═══ Task inputs

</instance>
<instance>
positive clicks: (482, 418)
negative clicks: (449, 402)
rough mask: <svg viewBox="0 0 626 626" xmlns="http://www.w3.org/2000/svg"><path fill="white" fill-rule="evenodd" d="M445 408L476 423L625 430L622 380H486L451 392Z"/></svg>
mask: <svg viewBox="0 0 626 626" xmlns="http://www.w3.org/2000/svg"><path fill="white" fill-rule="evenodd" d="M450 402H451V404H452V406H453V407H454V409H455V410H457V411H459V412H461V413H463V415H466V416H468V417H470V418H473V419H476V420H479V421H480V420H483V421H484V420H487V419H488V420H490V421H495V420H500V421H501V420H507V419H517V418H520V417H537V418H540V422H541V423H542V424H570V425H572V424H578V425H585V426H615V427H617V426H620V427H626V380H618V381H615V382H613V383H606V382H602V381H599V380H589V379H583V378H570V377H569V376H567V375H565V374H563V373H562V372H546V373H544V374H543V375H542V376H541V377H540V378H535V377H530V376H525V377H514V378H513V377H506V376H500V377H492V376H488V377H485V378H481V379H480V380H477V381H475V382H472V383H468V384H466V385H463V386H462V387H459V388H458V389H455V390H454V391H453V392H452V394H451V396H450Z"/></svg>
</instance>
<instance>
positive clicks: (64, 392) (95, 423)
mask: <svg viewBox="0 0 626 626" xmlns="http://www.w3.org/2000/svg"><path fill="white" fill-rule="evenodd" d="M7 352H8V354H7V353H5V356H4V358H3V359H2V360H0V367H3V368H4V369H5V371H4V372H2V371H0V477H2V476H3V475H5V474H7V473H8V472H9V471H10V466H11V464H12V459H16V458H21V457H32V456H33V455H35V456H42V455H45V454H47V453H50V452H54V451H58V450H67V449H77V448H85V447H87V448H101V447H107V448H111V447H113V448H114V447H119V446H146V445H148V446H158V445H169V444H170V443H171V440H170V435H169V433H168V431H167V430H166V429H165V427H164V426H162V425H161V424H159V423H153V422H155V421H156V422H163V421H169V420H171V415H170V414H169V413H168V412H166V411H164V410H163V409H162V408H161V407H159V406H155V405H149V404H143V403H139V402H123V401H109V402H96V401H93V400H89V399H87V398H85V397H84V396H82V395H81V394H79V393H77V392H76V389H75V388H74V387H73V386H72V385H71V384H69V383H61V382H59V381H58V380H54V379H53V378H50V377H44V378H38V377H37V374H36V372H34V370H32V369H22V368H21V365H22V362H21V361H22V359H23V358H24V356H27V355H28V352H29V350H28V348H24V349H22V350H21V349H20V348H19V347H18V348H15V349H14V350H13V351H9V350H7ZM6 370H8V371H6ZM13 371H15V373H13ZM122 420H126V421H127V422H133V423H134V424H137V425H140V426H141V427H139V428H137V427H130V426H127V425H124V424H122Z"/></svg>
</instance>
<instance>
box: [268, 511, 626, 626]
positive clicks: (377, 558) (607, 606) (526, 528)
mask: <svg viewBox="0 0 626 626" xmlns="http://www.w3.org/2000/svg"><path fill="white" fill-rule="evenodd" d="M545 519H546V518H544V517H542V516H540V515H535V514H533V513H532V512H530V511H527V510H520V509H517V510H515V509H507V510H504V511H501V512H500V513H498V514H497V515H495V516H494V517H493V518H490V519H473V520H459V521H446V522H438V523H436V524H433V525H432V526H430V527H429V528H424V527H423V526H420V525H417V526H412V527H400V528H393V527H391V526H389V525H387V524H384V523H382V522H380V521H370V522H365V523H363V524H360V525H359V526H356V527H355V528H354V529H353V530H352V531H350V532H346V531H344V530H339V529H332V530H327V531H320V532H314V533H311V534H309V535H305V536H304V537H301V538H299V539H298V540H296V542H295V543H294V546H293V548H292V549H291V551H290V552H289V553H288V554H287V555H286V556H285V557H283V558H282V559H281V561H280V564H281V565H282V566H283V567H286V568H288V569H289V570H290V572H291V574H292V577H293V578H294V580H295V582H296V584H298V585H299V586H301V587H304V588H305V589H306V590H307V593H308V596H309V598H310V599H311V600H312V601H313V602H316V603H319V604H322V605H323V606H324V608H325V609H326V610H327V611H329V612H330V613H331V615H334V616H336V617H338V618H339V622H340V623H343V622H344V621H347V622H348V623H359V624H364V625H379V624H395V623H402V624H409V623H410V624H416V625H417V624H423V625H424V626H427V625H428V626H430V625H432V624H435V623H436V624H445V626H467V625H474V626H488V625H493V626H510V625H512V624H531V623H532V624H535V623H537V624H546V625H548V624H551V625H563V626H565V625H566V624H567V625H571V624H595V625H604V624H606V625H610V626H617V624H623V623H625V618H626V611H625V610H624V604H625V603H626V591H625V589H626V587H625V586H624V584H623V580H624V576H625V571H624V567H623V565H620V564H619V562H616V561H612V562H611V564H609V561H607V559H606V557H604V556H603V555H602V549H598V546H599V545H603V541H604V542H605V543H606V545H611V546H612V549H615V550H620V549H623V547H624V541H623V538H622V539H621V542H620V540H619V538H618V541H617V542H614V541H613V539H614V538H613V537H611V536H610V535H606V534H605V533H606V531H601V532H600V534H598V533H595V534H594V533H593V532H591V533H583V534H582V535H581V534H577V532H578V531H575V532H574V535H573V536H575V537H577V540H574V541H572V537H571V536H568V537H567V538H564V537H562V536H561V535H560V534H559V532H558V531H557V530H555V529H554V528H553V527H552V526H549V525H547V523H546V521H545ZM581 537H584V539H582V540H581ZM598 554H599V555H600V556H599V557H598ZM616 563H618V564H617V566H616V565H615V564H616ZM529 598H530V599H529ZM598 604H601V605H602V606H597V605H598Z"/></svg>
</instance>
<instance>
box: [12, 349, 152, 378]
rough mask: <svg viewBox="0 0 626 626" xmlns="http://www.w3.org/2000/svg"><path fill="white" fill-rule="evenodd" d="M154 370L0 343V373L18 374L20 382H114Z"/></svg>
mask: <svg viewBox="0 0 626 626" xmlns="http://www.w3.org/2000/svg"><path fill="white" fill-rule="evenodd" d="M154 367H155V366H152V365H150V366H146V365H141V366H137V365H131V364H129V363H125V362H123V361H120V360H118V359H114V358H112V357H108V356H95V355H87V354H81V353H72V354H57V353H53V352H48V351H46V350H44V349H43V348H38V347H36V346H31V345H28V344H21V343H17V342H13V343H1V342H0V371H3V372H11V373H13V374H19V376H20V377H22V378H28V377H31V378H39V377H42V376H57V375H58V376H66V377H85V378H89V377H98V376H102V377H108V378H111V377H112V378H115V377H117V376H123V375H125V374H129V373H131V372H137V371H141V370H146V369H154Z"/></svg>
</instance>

══════

#### Required action
Copy all of the rows above word for word, with no changes.

#### Solved problem
</instance>
<instance>
positive clicks: (482, 418)
negative clicks: (449, 402)
rough mask: <svg viewBox="0 0 626 626" xmlns="http://www.w3.org/2000/svg"><path fill="white" fill-rule="evenodd" d="M445 408L476 423L625 430L622 380H486L451 392Z"/></svg>
mask: <svg viewBox="0 0 626 626" xmlns="http://www.w3.org/2000/svg"><path fill="white" fill-rule="evenodd" d="M450 402H451V404H452V406H453V407H454V409H455V410H457V411H459V412H461V413H463V415H466V416H468V417H470V418H473V419H476V420H479V421H480V420H483V421H484V420H487V419H488V420H490V421H495V420H500V421H501V420H507V419H517V418H520V417H537V418H540V422H541V423H542V424H570V425H572V424H578V425H585V426H615V427H617V426H620V427H626V380H618V381H615V382H613V383H606V382H602V381H599V380H589V379H583V378H570V377H569V376H567V375H565V374H563V373H562V372H546V373H544V374H543V375H542V376H541V377H540V378H535V377H530V376H525V377H514V378H513V377H506V376H500V377H492V376H488V377H485V378H481V379H480V380H477V381H475V382H472V383H468V384H466V385H463V386H462V387H459V388H458V389H455V390H454V391H453V392H452V394H451V396H450Z"/></svg>
</instance>
<instance>
positive clicks: (64, 392) (95, 423)
mask: <svg viewBox="0 0 626 626" xmlns="http://www.w3.org/2000/svg"><path fill="white" fill-rule="evenodd" d="M7 352H8V354H7V353H5V356H4V358H3V359H2V360H0V367H3V368H4V369H5V371H4V372H2V371H0V477H2V476H3V475H5V474H7V473H8V472H9V471H10V466H11V464H12V459H16V458H21V457H32V456H33V455H35V456H42V455H45V454H47V453H50V452H54V451H58V450H67V449H77V448H85V447H87V448H101V447H107V448H111V447H113V448H114V447H119V446H146V445H148V446H158V445H169V444H170V443H171V440H170V435H169V433H168V431H167V430H166V429H165V427H164V426H162V425H161V424H159V423H153V422H155V421H156V422H163V421H169V420H171V415H170V414H169V413H168V412H166V411H164V410H163V409H162V408H161V407H159V406H155V405H149V404H143V403H139V402H123V401H109V402H96V401H93V400H89V399H87V398H85V397H84V396H82V395H81V394H79V393H77V392H76V389H75V388H74V387H73V386H72V385H71V384H69V383H61V382H59V381H58V380H54V379H53V378H50V377H44V378H38V377H37V374H36V372H34V370H32V369H22V368H21V365H22V362H21V361H22V359H23V358H24V356H27V355H28V352H29V350H28V348H24V349H22V350H21V349H20V348H19V347H18V348H15V349H14V350H13V351H9V350H7ZM6 370H8V371H6ZM13 371H15V373H13ZM122 420H126V421H127V422H133V423H134V424H137V425H140V426H141V427H139V428H137V427H130V426H127V425H124V424H122Z"/></svg>
</instance>
<instance>
box: [268, 511, 626, 626]
positive clicks: (377, 558) (607, 606) (526, 528)
mask: <svg viewBox="0 0 626 626" xmlns="http://www.w3.org/2000/svg"><path fill="white" fill-rule="evenodd" d="M545 519H546V518H544V517H542V516H540V515H535V514H533V513H532V512H530V511H527V510H520V509H517V510H515V509H507V510H504V511H501V512H500V513H498V514H497V515H495V516H494V517H493V518H490V519H473V520H459V521H446V522H438V523H436V524H433V525H432V526H430V527H429V528H424V527H423V526H420V525H417V526H412V527H400V528H393V527H391V526H389V525H387V524H384V523H382V522H380V521H370V522H365V523H363V524H360V525H359V526H356V527H355V528H354V529H353V530H352V531H350V532H346V531H344V530H339V529H332V530H327V531H320V532H314V533H311V534H309V535H305V536H304V537H301V538H299V539H298V540H296V542H295V543H294V546H293V548H292V549H291V551H290V552H289V553H288V554H287V555H286V556H285V557H283V558H282V559H281V561H280V564H281V565H282V566H283V567H286V568H288V569H289V570H290V572H291V574H292V577H293V578H294V580H295V582H296V584H298V585H299V586H301V587H304V588H305V589H306V590H307V593H308V596H309V598H310V599H311V600H312V601H313V602H316V603H319V604H322V605H323V606H324V608H325V609H326V610H327V611H329V612H330V613H331V615H334V616H336V617H338V618H339V622H340V623H343V622H344V621H347V622H348V623H359V624H364V625H379V624H395V623H402V624H409V623H410V624H416V625H417V624H423V625H424V626H427V625H428V626H430V625H432V624H435V623H436V624H445V626H467V625H474V626H488V625H493V626H510V625H512V624H531V623H532V624H535V623H537V624H546V625H548V624H551V625H563V626H565V625H566V624H567V625H571V624H595V625H604V624H606V625H610V626H617V624H623V623H625V618H626V611H625V610H624V604H625V603H626V591H625V589H626V587H625V586H624V584H623V580H624V576H625V571H624V567H623V565H620V564H619V562H616V561H612V562H611V564H609V561H607V559H606V557H604V556H603V555H602V549H598V546H599V545H603V541H604V542H605V543H606V545H611V546H612V549H615V550H620V549H623V547H624V541H623V538H622V539H621V542H620V540H619V538H618V541H617V542H614V541H613V539H614V538H613V537H611V536H610V535H606V534H605V533H606V531H601V532H600V534H598V533H595V534H594V533H593V532H591V533H583V534H582V535H581V534H577V532H578V531H575V532H574V535H573V536H575V537H577V540H574V541H572V537H571V536H568V537H567V538H564V537H562V536H561V535H560V534H559V532H558V531H557V530H555V529H554V528H553V527H552V526H549V525H547V523H546V521H545ZM581 537H584V539H582V540H581ZM598 554H599V555H600V556H599V557H598ZM616 563H618V564H617V566H616V565H615V564H616ZM529 598H530V599H529ZM598 604H601V605H602V606H597V605H598Z"/></svg>
</instance>
<instance>
box: [12, 349, 152, 378]
rough mask: <svg viewBox="0 0 626 626" xmlns="http://www.w3.org/2000/svg"><path fill="white" fill-rule="evenodd" d="M154 370L0 343V373L18 374L20 382H114Z"/></svg>
mask: <svg viewBox="0 0 626 626" xmlns="http://www.w3.org/2000/svg"><path fill="white" fill-rule="evenodd" d="M154 367H155V366H152V365H150V366H146V365H141V366H137V365H131V364H129V363H125V362H123V361H120V360H118V359H114V358H112V357H108V356H95V355H87V354H81V353H72V354H57V353H53V352H48V351H46V350H44V349H43V348H38V347H36V346H31V345H28V344H21V343H17V342H13V343H1V342H0V371H3V372H11V373H13V374H19V376H20V377H22V378H28V377H31V378H39V377H42V376H57V375H58V376H66V377H85V378H89V377H98V376H102V377H108V378H111V377H112V378H115V377H117V376H123V375H125V374H129V373H131V372H137V371H141V370H146V369H154Z"/></svg>
</instance>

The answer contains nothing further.